» EXERCISE TASK
Quote the passage of the Trèsind Mayfair review between "Located on Hanover" and "takes centre stage.", inclusive.

» TEXT SECTION
The Trèsind brand showcases Chef Himanshu Saini’s fine-dining Indian cuisine.
I have a confession: I love Trèsind. I know, as a journalist, I’m meant to be objective. After living in Dubai, where the brand made its name, it became a firm favourite when my parents visited – an honour that carries critical weight. After all, if you can impress Indian parents with Indian food, it’s not good, it’s exceptional. When I heard that the team behind the three-Michelin-starred Trèsind Studio – the only Indian concept in the world to hold this accolade – were expanding in London with Trèsind Mayfair, I knew I had to visit in the name of investigative journalism.
Today, Indian food is a part of British life. As the British MP Robin Cook declared: “Chicken Tikka Masala is a true British national dish.” Curry now sits comfortably alongside fish and chips, and sometimes even with curry sauce on the side. It is a cuisine embraced across every level of society, from humble takeaways to royal occasions, with even King Charles III and Queen Camilla’s inviting tiffin carriers to their wedding.

The critical consensus has long suggested that London serves the best Indian food outside India – a notion I’d come to see, after moving to Dubai, as something of a post-colonial myth. With a larger Indian diaspora and closer proximity to India, there is less need to repackage a palatable, traditional version of the cuisine. And, few brands capture that more than Trèsind.
The Indian food scene in London is about to get shaken and stirred. The usual suspects – Gymkhana’s fine dining and Dishoom’s queue-worthy cuisine – are famous among locals and international audiences. Since opening in 2014, the Passion F&B group has expanded to include Trèsind Dubai, Trèsind Mumbai, and Trèsind Studio – the latter being its Michelin-starred jewel in the group’s crown, and winner of Restaurant of the Year at the FACT Dining Awards Dubai on four occasions. The result: it has set the standard for modern fine dining Indian food.
Located on Hanover Square, Trèsind Mayfair is within walking distance of Regent Street and Green Park. The décor leans towards a dimly lit, dark-wood aesthetic and feels more like it could be any luxury hotel lobby in London. There is an art installation in the main dining room, which sees fragmented pieces come together to form a map of India – but they are dark pieces on a dark wall, which almost makes it feel like it is furniture. It’s dishes over design, as the food is what takes centre stage.
FACT visited for lunch, one week before the official opening. We opted for the Chef’s Tasting Menu for £125, which showcased Chef Himanshu’s passion and precision. Born and raised in India, he is credited with redefining Indian cuisine – a huge feat for someone who is 38 years old. Each dish arrived with a detailed description and origin stories about the ingredients, from Guntur chillies in Andhra Pradesh to mushrooms foraged in Kashmir.

There was careful guidance on how best to enjoy each sip and bite. When I was a child, I remember watching a visitor in our home attempt to eat chapati with a knife and fork, only for it to ping off the plate to the amusement of my siblings and me. Now, the tables have turned, and I found myself momentarily unsure how to approach dishes rooted in my own heritage, and reimagined with refined presentation and cutlery.

» RECORDED INFORMATION

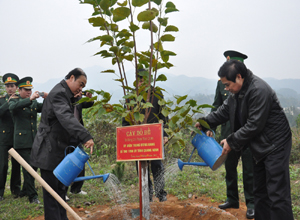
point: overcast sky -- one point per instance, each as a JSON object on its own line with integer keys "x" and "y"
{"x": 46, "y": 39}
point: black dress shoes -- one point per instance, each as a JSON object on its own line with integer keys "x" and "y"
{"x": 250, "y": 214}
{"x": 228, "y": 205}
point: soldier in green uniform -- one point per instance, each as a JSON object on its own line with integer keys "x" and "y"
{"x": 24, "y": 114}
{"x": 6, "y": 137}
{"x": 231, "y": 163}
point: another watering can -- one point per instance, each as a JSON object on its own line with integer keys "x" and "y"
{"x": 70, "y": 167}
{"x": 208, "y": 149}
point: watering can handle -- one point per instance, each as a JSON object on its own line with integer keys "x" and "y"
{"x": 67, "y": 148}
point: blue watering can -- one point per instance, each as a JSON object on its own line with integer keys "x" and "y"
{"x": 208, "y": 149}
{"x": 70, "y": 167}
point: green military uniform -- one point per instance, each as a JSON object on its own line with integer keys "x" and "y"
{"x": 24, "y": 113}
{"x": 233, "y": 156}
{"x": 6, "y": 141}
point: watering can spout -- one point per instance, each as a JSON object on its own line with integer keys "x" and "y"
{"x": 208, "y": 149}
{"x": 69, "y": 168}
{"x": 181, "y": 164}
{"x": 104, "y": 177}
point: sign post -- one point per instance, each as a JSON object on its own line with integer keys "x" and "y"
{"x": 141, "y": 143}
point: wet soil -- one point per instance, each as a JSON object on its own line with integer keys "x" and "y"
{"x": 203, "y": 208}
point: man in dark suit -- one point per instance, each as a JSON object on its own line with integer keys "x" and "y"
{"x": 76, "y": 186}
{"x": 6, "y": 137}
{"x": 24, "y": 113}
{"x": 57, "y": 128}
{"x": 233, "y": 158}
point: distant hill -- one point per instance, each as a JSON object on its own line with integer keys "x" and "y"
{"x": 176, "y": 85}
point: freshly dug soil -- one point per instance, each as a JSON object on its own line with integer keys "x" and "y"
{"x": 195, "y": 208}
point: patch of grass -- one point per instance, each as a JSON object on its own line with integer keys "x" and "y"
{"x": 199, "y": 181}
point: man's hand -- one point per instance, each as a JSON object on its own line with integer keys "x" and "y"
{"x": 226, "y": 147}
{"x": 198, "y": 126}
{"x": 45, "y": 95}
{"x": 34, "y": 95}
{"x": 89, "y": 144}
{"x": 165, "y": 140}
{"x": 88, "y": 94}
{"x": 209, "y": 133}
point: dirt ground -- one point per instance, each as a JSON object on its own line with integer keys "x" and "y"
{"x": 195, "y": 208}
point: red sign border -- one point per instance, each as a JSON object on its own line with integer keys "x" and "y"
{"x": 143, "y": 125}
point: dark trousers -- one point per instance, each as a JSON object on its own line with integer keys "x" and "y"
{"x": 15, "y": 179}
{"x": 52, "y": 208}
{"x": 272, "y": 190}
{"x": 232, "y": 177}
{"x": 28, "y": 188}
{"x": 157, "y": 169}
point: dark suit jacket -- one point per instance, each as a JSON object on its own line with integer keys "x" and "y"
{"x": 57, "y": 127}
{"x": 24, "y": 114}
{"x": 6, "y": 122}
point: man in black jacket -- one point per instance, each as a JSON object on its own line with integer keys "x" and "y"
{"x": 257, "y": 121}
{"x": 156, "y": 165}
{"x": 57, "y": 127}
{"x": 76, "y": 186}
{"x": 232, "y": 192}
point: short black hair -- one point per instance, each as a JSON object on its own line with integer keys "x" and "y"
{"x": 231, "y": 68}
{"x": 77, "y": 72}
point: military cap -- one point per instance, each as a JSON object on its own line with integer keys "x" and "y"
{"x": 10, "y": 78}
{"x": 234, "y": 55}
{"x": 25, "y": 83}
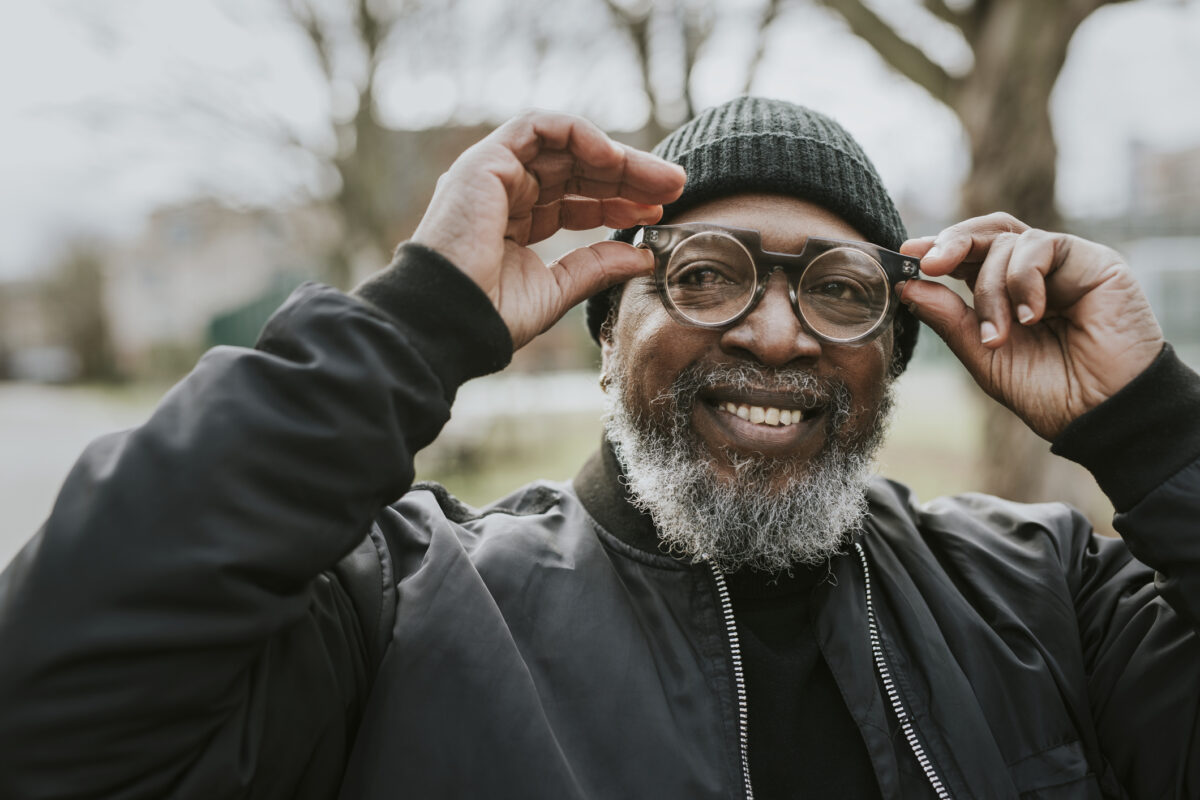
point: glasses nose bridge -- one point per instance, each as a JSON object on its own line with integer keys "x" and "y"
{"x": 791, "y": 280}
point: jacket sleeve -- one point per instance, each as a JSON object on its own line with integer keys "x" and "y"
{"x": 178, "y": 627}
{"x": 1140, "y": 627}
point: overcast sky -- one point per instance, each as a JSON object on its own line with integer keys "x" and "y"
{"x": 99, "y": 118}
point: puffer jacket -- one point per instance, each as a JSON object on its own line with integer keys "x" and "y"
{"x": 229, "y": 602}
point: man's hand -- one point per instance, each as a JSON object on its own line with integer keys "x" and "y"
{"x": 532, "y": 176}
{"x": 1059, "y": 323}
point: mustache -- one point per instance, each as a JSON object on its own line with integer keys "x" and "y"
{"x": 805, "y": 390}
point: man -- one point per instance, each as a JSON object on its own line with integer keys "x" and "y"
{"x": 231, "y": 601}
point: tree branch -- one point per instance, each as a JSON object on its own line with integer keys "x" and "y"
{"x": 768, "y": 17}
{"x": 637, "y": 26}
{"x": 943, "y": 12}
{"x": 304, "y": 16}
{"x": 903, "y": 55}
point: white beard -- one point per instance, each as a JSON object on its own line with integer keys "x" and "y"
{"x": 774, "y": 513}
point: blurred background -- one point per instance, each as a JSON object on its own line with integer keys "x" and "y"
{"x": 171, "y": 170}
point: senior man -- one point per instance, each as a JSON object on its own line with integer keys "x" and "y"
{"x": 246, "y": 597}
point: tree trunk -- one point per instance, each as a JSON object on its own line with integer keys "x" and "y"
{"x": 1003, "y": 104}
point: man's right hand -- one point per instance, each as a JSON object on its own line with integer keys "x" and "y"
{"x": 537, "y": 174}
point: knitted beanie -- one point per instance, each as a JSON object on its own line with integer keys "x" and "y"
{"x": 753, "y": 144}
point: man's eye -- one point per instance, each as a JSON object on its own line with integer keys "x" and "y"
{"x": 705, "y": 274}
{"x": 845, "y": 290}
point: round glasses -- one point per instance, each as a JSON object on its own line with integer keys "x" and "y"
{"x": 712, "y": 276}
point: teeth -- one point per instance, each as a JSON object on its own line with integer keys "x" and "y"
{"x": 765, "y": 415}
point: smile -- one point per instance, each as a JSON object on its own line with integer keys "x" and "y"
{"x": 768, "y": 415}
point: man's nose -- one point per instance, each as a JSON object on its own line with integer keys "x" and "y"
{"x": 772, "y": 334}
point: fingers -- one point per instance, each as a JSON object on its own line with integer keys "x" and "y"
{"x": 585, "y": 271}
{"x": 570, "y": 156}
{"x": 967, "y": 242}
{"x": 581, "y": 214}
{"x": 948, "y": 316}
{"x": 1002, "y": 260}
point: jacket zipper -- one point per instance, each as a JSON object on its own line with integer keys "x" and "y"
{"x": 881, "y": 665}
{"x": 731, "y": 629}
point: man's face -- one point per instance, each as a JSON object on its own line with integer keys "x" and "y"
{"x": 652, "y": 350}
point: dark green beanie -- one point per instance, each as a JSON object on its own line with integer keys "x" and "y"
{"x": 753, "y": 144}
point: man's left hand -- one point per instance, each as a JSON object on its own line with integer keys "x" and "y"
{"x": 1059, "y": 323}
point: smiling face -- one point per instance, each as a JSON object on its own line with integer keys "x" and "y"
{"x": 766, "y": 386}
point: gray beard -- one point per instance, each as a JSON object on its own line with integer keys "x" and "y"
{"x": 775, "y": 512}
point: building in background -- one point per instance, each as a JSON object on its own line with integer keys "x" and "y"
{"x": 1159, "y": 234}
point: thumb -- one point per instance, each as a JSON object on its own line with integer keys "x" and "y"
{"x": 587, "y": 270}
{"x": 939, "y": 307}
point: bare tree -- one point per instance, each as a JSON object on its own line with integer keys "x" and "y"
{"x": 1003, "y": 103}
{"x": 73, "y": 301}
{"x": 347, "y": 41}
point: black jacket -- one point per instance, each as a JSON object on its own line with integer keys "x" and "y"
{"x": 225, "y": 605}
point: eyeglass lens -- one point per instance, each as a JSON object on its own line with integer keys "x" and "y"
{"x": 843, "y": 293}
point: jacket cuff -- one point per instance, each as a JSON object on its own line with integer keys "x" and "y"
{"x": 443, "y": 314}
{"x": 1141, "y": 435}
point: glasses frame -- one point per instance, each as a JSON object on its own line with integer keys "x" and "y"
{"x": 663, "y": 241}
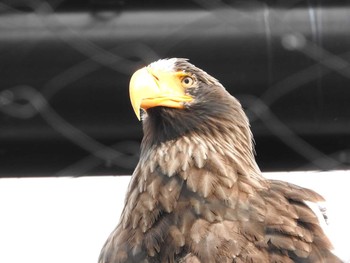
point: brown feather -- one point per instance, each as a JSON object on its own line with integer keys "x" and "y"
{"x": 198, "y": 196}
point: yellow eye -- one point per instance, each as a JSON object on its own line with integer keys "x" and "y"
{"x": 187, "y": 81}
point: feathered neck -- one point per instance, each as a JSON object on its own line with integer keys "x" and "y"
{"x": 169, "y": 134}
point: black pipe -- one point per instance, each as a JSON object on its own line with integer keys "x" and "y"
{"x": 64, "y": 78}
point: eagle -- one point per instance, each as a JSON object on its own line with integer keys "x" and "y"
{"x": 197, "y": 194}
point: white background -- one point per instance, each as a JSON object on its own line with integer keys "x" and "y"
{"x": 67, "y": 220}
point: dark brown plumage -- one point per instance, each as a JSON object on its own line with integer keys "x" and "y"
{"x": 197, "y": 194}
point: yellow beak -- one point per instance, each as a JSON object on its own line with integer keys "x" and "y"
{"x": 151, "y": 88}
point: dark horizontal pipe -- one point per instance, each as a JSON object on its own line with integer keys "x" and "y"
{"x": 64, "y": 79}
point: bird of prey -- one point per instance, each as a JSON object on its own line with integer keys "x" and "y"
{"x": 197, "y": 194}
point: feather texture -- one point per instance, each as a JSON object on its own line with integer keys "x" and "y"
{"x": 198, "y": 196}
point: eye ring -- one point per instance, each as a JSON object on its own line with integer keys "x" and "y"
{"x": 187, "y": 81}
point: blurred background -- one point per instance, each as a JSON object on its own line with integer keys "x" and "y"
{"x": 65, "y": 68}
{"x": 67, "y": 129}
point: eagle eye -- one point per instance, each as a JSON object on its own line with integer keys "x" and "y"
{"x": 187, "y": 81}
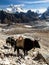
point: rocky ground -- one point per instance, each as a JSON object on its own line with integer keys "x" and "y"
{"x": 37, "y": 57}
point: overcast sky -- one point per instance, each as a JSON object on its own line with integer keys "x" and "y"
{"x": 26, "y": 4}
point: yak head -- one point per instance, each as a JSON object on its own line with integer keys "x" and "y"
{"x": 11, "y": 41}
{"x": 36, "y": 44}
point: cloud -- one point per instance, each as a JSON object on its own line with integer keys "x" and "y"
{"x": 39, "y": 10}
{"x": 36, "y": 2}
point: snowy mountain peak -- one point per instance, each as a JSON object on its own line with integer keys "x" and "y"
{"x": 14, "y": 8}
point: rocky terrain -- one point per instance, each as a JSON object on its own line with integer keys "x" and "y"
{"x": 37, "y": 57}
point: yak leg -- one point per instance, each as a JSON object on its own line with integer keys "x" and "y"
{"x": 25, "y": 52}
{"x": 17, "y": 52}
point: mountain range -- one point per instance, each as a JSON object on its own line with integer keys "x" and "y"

» OUTPUT FOR THIS TASK
Located on Hanover Square, Trèsind Mayfair is within walking distance of Regent Street and Green Park. The décor leans towards a dimly lit, dark-wood aesthetic and feels more like it could be any luxury hotel lobby in London. There is an art installation in the main dining room, which sees fragmented pieces come together to form a map of India – but they are dark pieces on a dark wall, which almost makes it feel like it is furniture. It’s dishes over design, as the food is what takes centre stage.